__WORK TO BE COMPLETED__. From the stored records below, filter out and copy every line that contains the word "orange".

(Stored records)
┌──

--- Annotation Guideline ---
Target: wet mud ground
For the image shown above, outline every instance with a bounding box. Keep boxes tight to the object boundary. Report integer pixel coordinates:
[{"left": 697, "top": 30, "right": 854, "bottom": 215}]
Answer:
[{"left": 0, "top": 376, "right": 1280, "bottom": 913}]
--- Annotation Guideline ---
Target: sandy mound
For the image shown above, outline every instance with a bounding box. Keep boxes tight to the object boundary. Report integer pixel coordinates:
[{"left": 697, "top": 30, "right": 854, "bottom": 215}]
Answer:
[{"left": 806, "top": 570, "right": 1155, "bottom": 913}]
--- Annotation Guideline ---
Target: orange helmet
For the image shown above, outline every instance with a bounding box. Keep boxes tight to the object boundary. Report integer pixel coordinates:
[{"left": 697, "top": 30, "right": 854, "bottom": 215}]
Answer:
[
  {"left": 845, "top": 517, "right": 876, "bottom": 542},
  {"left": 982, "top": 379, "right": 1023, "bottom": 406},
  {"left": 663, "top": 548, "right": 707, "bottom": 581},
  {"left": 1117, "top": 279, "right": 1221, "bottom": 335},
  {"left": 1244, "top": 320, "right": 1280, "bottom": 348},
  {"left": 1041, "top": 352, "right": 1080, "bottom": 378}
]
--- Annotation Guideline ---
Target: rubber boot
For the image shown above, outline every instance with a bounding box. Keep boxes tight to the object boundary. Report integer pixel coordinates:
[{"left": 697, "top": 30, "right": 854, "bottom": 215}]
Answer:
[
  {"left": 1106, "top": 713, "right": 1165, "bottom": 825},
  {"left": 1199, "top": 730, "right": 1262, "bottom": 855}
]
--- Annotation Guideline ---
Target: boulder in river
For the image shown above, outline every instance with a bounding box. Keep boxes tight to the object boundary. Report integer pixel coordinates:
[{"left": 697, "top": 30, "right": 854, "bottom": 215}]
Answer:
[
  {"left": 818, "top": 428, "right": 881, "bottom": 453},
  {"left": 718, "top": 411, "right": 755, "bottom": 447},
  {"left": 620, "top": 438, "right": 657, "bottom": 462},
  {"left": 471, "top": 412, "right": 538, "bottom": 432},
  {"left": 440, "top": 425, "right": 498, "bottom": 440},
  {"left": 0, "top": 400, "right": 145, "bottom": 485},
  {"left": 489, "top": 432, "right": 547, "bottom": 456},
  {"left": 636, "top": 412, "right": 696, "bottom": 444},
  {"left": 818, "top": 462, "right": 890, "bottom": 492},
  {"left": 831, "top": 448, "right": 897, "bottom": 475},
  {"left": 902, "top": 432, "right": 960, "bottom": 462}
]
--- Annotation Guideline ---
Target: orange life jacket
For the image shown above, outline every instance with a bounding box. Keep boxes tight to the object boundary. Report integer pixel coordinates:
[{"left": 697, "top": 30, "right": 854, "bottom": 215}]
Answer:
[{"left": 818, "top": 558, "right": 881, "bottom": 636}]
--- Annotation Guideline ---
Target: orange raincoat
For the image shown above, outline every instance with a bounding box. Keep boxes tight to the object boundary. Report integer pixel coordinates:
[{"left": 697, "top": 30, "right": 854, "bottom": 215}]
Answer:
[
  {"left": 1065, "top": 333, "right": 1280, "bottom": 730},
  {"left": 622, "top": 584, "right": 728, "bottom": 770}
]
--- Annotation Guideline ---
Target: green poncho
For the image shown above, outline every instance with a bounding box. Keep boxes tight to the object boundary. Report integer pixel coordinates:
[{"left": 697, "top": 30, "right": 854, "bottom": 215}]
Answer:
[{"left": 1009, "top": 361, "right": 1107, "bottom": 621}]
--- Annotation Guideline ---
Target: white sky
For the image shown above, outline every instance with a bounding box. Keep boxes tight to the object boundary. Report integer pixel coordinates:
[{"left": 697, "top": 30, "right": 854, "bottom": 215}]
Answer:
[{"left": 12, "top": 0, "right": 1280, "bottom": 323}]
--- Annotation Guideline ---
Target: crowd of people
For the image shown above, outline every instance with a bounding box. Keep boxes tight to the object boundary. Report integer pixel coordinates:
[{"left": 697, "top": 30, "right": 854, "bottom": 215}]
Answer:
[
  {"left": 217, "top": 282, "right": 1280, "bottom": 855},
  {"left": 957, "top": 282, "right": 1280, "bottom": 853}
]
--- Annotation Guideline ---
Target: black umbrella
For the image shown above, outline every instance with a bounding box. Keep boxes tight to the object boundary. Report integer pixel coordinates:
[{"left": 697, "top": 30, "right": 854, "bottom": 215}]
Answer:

└──

__EXERCISE OUTPUT__.
Target: orange helmet
Target: orange life jacket
Target: orange raincoat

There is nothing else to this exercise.